Exercise inputs:
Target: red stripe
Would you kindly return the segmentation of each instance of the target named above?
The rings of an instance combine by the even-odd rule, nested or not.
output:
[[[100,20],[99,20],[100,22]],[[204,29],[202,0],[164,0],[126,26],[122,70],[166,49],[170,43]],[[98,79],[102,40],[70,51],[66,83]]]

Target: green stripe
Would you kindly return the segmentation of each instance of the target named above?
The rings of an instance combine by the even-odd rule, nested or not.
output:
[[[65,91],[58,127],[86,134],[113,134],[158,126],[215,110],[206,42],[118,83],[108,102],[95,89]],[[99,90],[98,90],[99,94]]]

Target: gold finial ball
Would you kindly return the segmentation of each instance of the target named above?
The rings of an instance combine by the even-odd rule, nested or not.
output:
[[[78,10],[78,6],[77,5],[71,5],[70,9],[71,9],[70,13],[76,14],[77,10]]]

Written task: Print the entire listing above again, line for line and without any change.

Expected answer:
Target: red stripe
Would you kindly return the segmentation of each instance of the target named above?
The rings of an instance combine by the even-odd rule, nested or not.
output:
[[[100,20],[99,20],[100,22]],[[204,29],[202,0],[164,0],[126,26],[122,70],[166,49],[170,43]],[[98,79],[102,40],[70,51],[66,83]]]

Target: green stripe
Would you kindly return the segmentation of each instance of the target named above?
The rings of an instance combine by the even-odd rule, nested or not.
output:
[[[65,91],[58,127],[86,134],[113,134],[158,126],[215,110],[206,42],[118,83],[108,102],[95,89]],[[99,90],[98,90],[99,94]]]

Target: gold finial ball
Would you kindly return the segmentation of each instance of the target named above?
The rings of an instance combine by the even-odd rule, nested or not.
output:
[[[78,10],[78,6],[77,5],[71,5],[70,9],[71,9],[70,13],[76,14],[77,10]]]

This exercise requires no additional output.